§ Requests
• A. According to the passage about live coding tools and R packages, which JavaScript library does xaringan rely on to create browser-based slides?
• B. List every line of the listing that contains the word "lapel".

§ Passage given

** Begin **

A specific application of the live coding environment (IDE) is COLT software, the ‘Code Orchestra Live Coding’ tool.

A similar idea has been implemented in the LightTable code editing environment.  A talk by Chris Granger, one of the developers, in late 2012, suggested that the tool was implemented in ClojureScript and uses the design pattern of a Component Entity System.

R extensions and interactivity

Yihui Xie is a creative software engineer who works at RStudio.  His R packages are innovative and useful.

1. shiny

Shiny enables you to build interactive web applications straight from R.

2. knitR and animation.

Yihui Xie created a literate programming package for R, called knitR.  knitR enables R code to be embedded in other documents of different file types.  Both knitR and the animation package are the subject of a 2013 journal article by Xie.

The book ‘Dynamic Documents with R and knitr‘ is authored by Xie.

Another author used knitR and some other packages to create a package for an ‘iPython’-style R notebook using markdown to produce the HTML.

3.  htmlwidgets.

This package enables the use of javascript libraries in an HTML document generated R/Markdown or from Shiny.  Before this, it was necessary to work with R objects, and embed in script.  But now the html package includes everything with one line of R code.

4. Leaflets and DataTables.

There is a discussion video at RStudio in which Xie illustrates the use of htmlwidgets in two further packages, Leaflet and DataTables.

5. Xaringan

The xaringan package (with its own self-explanatory xaringan “Presentation Ninja” slideshow) is another of Yihui Xiu’s excellent output.  It is used to create browser-based slides, and relies on the remark.js package, which Xiu recommends you become familiar with before proceeding to use xaringan.   Here’s a link to a recent slideshow by Dr Alison Hill explaining her use of xaringan.

Xaringan has leveraged the work of the remark.js library, which converts markdown into HTML files ready for displaying in a browser.

** End **

§ Exercise data
** Begin **

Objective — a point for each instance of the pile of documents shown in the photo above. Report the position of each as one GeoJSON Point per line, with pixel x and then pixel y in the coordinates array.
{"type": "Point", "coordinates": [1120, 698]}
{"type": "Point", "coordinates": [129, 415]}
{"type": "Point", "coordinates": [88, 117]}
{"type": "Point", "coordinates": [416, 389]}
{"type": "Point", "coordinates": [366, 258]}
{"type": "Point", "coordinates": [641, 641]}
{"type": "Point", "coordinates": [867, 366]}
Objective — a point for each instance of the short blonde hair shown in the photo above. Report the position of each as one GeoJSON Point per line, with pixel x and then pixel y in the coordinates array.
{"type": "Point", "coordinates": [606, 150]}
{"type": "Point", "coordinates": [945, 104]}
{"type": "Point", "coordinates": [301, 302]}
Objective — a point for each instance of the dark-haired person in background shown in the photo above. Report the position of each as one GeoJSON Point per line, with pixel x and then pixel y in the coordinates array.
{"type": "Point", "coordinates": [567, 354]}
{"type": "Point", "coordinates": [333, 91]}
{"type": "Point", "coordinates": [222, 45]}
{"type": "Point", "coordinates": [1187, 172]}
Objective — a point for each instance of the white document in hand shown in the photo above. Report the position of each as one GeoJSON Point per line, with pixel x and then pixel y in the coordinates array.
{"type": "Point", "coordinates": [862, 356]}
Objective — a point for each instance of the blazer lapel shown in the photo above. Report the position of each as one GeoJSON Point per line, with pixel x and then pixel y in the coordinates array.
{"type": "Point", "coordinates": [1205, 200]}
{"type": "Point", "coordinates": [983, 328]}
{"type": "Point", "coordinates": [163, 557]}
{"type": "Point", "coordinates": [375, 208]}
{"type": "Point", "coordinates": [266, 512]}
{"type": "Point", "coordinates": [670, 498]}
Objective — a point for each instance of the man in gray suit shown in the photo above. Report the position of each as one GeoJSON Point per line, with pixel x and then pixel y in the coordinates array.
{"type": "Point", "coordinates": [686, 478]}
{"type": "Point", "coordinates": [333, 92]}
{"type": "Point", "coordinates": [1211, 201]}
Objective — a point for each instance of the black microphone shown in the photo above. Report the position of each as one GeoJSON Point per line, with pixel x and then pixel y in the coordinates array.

** End **

§ Full solutions
• A. The remark.js library.

• B.
Objective — a point for each instance of the blazer lapel shown in the photo above. Report the position of each as one GeoJSON Point per line, with pixel x and then pixel y in the coordinates array.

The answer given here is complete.